:: DATASET ENTRIES ::
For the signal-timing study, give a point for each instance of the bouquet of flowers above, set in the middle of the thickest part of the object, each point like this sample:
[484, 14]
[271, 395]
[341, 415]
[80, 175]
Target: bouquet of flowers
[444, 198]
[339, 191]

:: SHORT TASK ::
Recast every line of the material above as a JSON list of strings, one string per line, with blank lines left out.

:: IN RESPONSE ::
[
  "For the signal-timing study, give a point for each instance of the bouquet of flowers above, set in the middle of the thickest part of the object, each point like this sample:",
  "[484, 14]",
  "[271, 395]",
  "[341, 415]",
  "[80, 175]",
  "Target: bouquet of flowers",
  "[444, 198]",
  "[339, 191]"
]